● **Exercise**:
Restate word for word the line containing "red sweater, which" and each line that follows it, through the last line below, and nothing else.

● **Provided information**:
+ + +
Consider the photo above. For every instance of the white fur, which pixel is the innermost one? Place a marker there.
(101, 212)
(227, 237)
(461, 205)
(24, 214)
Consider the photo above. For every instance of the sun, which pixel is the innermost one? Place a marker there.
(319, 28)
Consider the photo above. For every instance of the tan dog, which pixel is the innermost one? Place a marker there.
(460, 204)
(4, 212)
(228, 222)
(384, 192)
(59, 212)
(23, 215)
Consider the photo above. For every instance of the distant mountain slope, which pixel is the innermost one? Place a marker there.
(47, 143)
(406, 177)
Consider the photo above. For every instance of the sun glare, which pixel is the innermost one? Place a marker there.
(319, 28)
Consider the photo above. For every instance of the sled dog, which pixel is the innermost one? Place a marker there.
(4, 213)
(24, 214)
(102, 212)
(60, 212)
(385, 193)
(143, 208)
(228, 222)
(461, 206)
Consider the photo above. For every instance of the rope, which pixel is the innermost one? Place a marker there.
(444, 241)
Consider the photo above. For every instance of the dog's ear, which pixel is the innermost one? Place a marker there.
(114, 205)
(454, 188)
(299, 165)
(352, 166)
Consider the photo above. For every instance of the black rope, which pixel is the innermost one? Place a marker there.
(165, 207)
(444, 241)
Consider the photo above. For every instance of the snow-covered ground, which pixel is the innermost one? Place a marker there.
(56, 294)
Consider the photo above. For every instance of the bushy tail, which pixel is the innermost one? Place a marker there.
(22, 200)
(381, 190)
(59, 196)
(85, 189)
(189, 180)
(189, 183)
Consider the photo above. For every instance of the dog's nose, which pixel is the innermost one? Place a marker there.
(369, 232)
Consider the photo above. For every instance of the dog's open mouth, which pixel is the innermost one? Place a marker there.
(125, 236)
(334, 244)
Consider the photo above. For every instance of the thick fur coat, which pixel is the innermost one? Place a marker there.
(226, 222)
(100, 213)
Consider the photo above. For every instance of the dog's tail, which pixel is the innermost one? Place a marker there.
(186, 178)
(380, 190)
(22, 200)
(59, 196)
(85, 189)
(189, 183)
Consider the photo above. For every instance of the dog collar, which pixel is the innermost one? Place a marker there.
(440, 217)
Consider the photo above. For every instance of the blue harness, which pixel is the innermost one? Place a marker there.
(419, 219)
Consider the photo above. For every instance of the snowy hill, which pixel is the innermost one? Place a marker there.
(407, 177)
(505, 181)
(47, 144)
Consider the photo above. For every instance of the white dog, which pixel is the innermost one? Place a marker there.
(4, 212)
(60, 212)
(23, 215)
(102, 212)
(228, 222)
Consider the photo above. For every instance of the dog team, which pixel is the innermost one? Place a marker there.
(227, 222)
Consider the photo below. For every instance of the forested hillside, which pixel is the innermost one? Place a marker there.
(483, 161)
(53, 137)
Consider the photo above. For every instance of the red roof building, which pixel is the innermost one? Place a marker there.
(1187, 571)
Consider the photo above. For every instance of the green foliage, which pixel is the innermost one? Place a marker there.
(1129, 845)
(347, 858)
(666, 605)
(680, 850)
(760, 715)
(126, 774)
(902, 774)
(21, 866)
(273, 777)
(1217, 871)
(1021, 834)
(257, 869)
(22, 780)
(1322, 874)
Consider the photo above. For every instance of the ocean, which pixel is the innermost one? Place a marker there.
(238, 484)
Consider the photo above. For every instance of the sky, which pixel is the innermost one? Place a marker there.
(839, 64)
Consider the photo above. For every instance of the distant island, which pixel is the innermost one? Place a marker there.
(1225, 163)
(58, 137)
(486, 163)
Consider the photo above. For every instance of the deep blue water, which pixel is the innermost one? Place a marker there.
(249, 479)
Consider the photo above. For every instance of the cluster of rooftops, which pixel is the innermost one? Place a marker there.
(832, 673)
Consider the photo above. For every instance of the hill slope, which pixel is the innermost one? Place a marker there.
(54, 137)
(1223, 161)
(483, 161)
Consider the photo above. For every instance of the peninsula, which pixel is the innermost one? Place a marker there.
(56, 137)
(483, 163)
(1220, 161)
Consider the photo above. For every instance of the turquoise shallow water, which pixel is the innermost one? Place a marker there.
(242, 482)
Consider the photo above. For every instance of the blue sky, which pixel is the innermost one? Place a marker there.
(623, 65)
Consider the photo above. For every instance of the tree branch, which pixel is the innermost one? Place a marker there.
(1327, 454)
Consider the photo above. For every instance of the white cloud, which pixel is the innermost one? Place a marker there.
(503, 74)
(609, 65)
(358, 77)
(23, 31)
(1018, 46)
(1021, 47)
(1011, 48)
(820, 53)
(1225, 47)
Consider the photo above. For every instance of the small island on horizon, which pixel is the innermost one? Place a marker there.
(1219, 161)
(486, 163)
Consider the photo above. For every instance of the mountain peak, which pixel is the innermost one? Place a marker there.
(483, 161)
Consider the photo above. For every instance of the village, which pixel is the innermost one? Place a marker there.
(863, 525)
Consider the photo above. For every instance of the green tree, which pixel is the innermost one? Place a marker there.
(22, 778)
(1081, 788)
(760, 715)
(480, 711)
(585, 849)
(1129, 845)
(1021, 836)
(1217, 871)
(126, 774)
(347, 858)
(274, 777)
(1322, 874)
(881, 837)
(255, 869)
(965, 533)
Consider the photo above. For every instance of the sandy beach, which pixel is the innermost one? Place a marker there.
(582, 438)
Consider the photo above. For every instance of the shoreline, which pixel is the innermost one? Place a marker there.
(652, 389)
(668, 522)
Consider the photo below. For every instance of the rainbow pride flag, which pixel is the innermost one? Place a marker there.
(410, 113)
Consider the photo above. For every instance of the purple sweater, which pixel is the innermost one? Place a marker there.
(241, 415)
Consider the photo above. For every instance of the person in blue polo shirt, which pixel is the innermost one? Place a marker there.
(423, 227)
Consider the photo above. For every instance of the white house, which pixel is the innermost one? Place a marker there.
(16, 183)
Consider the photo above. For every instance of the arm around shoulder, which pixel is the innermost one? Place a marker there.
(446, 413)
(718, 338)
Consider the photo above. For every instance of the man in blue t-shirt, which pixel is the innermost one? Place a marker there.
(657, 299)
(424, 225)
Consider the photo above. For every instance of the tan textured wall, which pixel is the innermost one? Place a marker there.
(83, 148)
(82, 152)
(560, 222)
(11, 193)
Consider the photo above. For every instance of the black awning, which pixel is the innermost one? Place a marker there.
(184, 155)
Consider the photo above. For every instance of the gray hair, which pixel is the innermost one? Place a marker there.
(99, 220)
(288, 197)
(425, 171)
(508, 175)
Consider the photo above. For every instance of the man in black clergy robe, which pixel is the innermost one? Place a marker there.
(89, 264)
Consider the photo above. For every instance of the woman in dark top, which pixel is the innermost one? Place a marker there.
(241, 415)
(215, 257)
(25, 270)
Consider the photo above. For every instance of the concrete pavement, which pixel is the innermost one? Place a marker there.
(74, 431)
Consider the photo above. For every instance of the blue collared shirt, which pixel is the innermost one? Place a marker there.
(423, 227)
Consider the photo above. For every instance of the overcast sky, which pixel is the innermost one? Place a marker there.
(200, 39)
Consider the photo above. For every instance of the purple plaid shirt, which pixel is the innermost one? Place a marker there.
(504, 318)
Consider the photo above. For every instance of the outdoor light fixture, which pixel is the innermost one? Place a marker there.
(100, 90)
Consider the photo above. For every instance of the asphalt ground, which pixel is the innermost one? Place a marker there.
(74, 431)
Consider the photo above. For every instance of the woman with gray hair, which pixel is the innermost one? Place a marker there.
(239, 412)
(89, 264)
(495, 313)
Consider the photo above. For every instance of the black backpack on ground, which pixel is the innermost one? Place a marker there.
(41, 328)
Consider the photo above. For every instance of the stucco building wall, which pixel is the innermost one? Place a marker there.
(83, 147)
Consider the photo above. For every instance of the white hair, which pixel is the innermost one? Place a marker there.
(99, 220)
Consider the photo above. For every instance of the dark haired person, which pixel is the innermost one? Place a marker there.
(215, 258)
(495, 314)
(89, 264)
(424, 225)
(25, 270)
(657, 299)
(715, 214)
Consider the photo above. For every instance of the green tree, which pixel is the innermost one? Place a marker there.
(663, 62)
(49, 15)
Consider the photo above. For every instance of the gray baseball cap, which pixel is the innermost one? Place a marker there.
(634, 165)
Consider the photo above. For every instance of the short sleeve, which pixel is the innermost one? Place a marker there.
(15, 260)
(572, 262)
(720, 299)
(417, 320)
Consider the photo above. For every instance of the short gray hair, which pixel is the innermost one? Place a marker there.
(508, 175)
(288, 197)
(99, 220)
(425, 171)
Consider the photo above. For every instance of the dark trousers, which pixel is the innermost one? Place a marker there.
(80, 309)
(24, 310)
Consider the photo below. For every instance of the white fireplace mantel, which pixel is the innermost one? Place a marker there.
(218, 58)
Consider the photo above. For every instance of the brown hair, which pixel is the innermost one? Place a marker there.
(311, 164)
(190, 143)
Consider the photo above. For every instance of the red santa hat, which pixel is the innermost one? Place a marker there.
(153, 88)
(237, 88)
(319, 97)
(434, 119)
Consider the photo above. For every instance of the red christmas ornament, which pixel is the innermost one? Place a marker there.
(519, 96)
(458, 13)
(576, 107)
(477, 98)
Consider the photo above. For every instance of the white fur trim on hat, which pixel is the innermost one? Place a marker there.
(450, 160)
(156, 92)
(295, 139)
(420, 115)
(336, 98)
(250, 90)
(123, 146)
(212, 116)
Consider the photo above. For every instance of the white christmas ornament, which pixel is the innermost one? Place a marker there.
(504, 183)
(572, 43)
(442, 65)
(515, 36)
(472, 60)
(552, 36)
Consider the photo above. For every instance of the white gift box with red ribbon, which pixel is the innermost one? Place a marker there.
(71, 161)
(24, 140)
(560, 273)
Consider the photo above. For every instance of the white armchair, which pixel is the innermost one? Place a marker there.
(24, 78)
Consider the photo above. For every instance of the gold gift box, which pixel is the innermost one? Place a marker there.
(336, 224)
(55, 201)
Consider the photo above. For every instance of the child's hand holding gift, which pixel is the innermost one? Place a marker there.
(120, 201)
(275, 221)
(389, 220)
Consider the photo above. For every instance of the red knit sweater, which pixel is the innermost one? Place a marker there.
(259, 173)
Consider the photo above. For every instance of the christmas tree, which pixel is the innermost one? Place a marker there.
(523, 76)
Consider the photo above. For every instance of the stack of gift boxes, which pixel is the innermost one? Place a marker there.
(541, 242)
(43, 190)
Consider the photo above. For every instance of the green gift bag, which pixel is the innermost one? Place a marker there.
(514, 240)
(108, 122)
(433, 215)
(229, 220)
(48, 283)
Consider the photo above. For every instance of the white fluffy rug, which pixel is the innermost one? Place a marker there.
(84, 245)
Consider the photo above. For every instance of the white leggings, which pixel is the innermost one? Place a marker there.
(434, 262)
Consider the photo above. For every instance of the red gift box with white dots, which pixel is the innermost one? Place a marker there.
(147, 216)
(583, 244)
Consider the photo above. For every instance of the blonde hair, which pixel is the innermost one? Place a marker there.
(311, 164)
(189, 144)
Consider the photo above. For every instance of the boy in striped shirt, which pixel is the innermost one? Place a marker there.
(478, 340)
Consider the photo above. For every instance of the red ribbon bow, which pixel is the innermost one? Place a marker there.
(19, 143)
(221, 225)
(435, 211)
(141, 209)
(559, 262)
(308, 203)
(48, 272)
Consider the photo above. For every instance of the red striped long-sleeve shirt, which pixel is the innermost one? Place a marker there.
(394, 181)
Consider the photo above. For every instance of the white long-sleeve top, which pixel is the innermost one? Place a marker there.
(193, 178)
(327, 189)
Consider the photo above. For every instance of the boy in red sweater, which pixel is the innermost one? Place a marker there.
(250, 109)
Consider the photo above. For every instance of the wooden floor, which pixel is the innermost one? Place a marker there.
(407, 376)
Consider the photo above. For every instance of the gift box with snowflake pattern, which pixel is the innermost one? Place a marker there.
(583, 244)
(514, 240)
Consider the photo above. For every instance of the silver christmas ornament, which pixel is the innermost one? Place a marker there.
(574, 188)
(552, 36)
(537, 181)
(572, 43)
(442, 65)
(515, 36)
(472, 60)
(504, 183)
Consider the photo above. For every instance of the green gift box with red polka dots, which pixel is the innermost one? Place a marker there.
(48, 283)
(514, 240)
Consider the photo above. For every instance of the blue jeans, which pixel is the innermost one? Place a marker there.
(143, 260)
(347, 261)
+ + +
● **Answer for this exercise**:
Consider the photo above. For every instance of the boy in red sweater, which pixel is the innermost one? Place a marker there.
(250, 109)
Consider the photo above. For every instance of the wooden floor, which pixel is the innermost one? Place a marker there.
(407, 376)
Consider the photo above. For every instance of the gift box with snowflake pattern, which pixel is the innermost one? Place a marker there.
(583, 244)
(514, 240)
Consider the photo above. For every instance of the silver christmas ornament, which pixel is the innermost one? Place a marker there.
(574, 188)
(552, 36)
(537, 181)
(572, 43)
(442, 65)
(515, 36)
(472, 60)
(504, 183)
Consider the photo above. For every instance of the green gift box with red polka dots, which pixel is the innermost one? Place a marker there.
(48, 283)
(514, 240)
Consider the photo above. For every instance of the blue jeans, which pixel is the innermost one? Place a marker there.
(143, 260)
(347, 261)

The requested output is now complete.